**Text shown**
Opinion
Case No. 1:16-cv-499
08-04-2016
ORDER GRANTING PLAINTIFF'S MOTION FOR DEFAULT JUDGMENT (Doc. 19)
This civil action is before the Court on Plaintiff's motion for default judgment. (Doc. 19). Defendants did not respond.
I. PROCEDURAL HISTORY
Plaintiff filed its complaint on April 27, 2016. (Doc. 1). Defendants Car Data 24/7, Inc., Gary Lindsey, and Sherry Lindsey were served with a copy of the summons and complaint on May 7, 2016. (Docs. 9-11). Pursuant to Federal Rule of Civil Procedure 12(a)(1)(A), Defendants were required to file and serve their answers no later than May 31, 2016. To date, no responsive pleadings have been filed or served. Accordingly, Plaintiff filed applications to enter default (Docs. 12-14), and on June 2, 2016, the Clerk properly entered default (Docs. 15-17). Subsequently, Plaintiff filed the instant motion for default judgment. (Doc. 19).
Plaintiff is a corporation organized and existing under the laws of the state of Ohio with its principal place of business in Monroe, Ohio. (Doc. 1 at ¶ 4).
Defendant Car Data 24/7, Inc., is a corporation organized and existing under the laws of the state of Florida with its principal place of business in Pompano Beach, Florida. (Doc. 1 at ¶ 5).
Defendants Gary and Sherry Lindsey are residents and citizens of Brevard County, Florida and are the owners of Car Data 24/7. (Doc. 1 at ¶ 6).
II. FACTUAL BACKGROUND
The parties entered into a written franchise agreement ("Franchise Agreement") which requires resolution of disputes by arbitration. (Doc. 1, Ex. A). Plaintiff initiated an arbitration proceeding against Defendants before the American Arbitration Association ("AAA"). (Doc. 1 at 2). Plaintiff and its parent corporation, Dealer Specialties, Inc., also sued Defendants in this Court for injunctive relief, which relief is exempt from the Franchise Agreement's arbitration clause. Dealer Specialties, Inc. v. Car Data 24/7, Inc., Case No. 1:15-cv-170 ("Federal Lawsuit"). Defendants alleged a counterclaim nearly identical to the claims raised in arbitration. (Doc. 1 at 2). This Court referred Defendants' claims to arbitration because the Franchise Agreement expressly states that "[i]f a question shall arise as to whether a dispute is governed by this clause, the determination of whether this clause applies to the disputed issue shall be determined by [the] Arbitrator in accordance with the rules of the AAA." (Case No. 1:15-cv-170, Doc. 27).
The arbitrator heard the dispute and rendered an award ("Award") on April 12, 2016. (Id.) The Award ordered Defendants Car Data 24/7 and Gary Lindsey to pay Plaintiff $1,224,315.77 in damages, $112,000.00 in attorney's fees, and $22,573.47 in arbitration fees and expenses. (Doc. 1, Ex. B at ¶ 4). The Award granted Plaintiff the total sum of $1,358,889.24. (Id.) The arbitrator denied Plaintiff's claim against Defendant Sherry Lindsey and denied Defendants' counterclaim. (Id. at ¶ 2).

**Extracted records**
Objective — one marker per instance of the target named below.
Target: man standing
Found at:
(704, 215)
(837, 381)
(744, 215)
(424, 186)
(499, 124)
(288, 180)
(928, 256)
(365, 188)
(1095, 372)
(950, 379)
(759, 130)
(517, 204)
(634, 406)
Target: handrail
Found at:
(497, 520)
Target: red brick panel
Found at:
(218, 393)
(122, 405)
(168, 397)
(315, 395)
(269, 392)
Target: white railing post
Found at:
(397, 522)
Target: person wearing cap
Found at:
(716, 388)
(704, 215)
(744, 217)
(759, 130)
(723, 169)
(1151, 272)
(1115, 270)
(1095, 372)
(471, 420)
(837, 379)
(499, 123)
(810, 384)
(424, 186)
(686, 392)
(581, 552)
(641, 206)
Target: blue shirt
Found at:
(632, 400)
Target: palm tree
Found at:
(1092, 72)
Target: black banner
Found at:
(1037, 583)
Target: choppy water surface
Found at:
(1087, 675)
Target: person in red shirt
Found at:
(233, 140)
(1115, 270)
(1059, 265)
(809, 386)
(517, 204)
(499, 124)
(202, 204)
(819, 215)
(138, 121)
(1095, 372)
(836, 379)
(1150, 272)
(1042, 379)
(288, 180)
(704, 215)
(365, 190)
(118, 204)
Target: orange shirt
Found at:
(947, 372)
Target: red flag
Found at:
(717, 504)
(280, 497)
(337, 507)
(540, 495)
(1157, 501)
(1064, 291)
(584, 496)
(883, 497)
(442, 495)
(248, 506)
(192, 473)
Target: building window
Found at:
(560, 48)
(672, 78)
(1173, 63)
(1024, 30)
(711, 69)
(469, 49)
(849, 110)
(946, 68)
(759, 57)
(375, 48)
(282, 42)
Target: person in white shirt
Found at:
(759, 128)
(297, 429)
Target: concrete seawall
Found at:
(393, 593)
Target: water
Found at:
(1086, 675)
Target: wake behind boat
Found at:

**Required task 1**
According to the court order, on what date did the arbitrator render the award?
**Required task 2**
Rewrite the court order starting at the words "This civil action" and stopping after "instant motion for default judgment. (Doc. 19).", with "complaint" changed to "petition".
**Required task 3**
Write the next part of the court order on the default judgment, picking up right after its last sentence.

**Final answer 1**
April 12, 2016.

**Final answer 2**
This civil action is before the Court on Plaintiff's motion for default judgment. (Doc. 19). Defendants did not respond.
I. PROCEDURAL HISTORY
Plaintiff filed its petition on April 27, 2016. (Doc. 1). Defendants Car Data 24/7, Inc., Gary Lindsey, and Sherry Lindsey were served with a copy of the summons and petition on May 7, 2016. (Docs. 9-11). Pursuant to Federal Rule of Civil Procedure 12(a)(1)(A), Defendants were required to file and serve their answers no later than May 31, 2016. To date, no responsive pleadings have been filed or served. Accordingly, Plaintiff filed applications to enter default (Docs. 12-14), and on June 2, 2016, the Clerk properly entered default (Docs. 15-17). Subsequently, Plaintiff filed the instant motion for default judgment. (Doc. 19).

**Final answer 3**
To date, Defendants Car Data 24/7 and Gary Lindsey have not paid any damages. (Doc. 1 at 3). Plaintiff timely petitioned the Court for confirmation of the Award. (Id.) No application to vacate, modify, or contest the Award had been made. (Id.)
III. STANDARD OF REVIEW
Applications for default judgment are governed by Fed. R. Civ. P. 55(b)(2). Following the clerk's entry of default pursuant to Fed. R. Civ. P. 55(a) and the party's application for default under Rule 55(b), "the complaint's factual allegations regarding liability are taken as true, while allegations regarding the amount of damages must be proven." Morisaki v. Davenport, Allen & Malone, Inc., No. 2:09cv298, 2010 U.S. Dist. LEXIS 86241, at *1 (E.D. Cal. Aug. 23, 2010) (citing Dundee Cement Co. v. Howard Pipe & Concrete Products, 722 F.2d 1319, 1323 (7th Cir. 1983)).
While liability may be shown by well-pleaded allegations, this Court is required to "conduct an inquiry in order to ascertain the amount of damages with reasonable certainty." Osbeck v. Golfside Auto Sales, Inc., No. 07-14004, 2010 U.S. Dist. LEXIS 62027, at *5 (E.D. Mich. June. 23, 2010). To do so, the civil rules "require that the party moving for a default judgment must present some evidence of its damages." Mill's Pride, L.P. v. W.D. Miller Enter., No. 2:07cv990, 2010 U.S. Dist. LEXIS 36756, at *1 (S.D. Ohio Mar. 12, 2010).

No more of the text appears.